Requirements:
Reproduce every line of the material below word for word, leaving the pictures out of your answer.

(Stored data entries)
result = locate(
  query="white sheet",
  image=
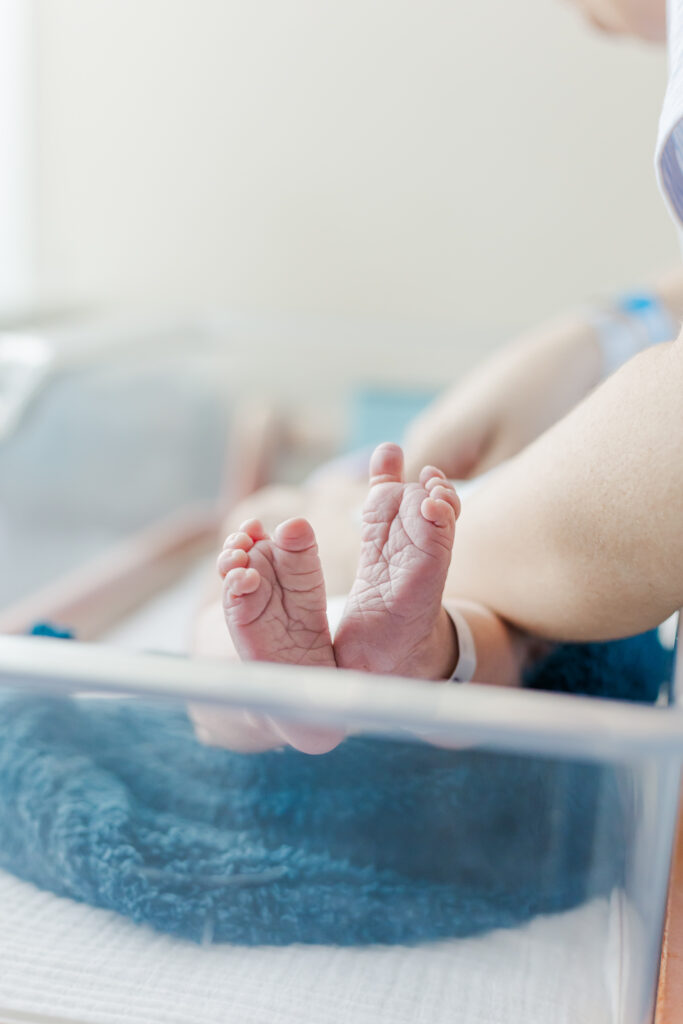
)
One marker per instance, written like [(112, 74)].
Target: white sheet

Worked solution:
result = locate(
  query="white sheet",
  image=
)
One marker per instance, written like [(112, 74)].
Target: white sheet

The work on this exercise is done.